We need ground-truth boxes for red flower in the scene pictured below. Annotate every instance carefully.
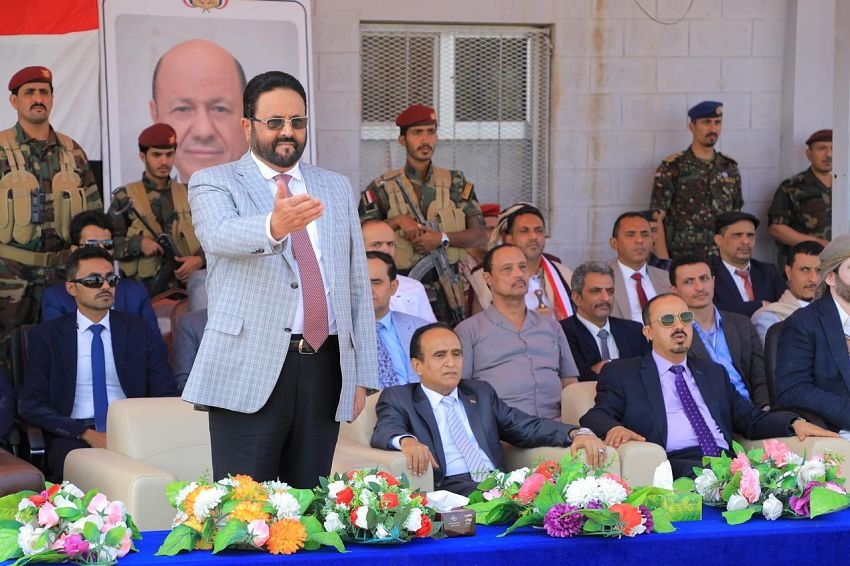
[608,503,643,536]
[375,472,401,487]
[416,513,434,538]
[336,487,354,505]
[381,492,398,509]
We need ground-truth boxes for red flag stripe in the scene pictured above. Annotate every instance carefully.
[0,0,98,35]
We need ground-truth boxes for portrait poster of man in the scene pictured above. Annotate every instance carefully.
[101,0,315,198]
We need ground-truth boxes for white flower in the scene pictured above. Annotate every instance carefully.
[761,493,782,521]
[269,491,301,519]
[694,469,720,502]
[797,459,826,488]
[18,525,56,556]
[192,486,227,521]
[726,493,750,511]
[404,507,422,533]
[325,511,345,533]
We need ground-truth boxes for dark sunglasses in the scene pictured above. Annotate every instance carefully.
[80,238,115,251]
[251,116,307,131]
[71,273,121,289]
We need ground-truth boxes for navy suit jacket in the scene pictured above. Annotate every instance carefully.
[41,279,159,334]
[561,316,651,381]
[711,256,788,318]
[581,354,797,447]
[775,294,850,430]
[18,311,177,438]
[371,379,575,487]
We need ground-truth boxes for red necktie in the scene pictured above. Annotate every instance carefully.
[274,173,328,350]
[632,273,647,310]
[735,269,756,301]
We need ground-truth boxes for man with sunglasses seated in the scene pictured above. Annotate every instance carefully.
[580,293,837,477]
[41,210,164,338]
[18,247,177,481]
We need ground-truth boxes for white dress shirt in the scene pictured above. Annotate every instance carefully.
[71,310,127,419]
[251,152,337,334]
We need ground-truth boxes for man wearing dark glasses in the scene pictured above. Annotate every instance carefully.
[581,293,838,477]
[41,210,159,335]
[18,247,177,481]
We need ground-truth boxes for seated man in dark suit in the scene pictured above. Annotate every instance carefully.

THE REQUEST:
Copy out the lines from the start of the records up to and including the line containing "[101,0,315,198]". Leave the pictures out of your copy.

SOLUTION FOR THIS TASK:
We need ground-truth boxes for red flower in the scene pictured below. Annotate every instance carefully.
[608,503,643,536]
[375,472,401,487]
[416,513,434,538]
[336,487,354,505]
[381,492,398,509]
We need ground-truth boxes for red flag stripe in the scene pictured above. Annotate every instance carefully.
[0,0,98,35]
We need ground-truth boxes for portrait poster of man in the scene pictured above. Annotate every instance carefully.
[101,0,315,198]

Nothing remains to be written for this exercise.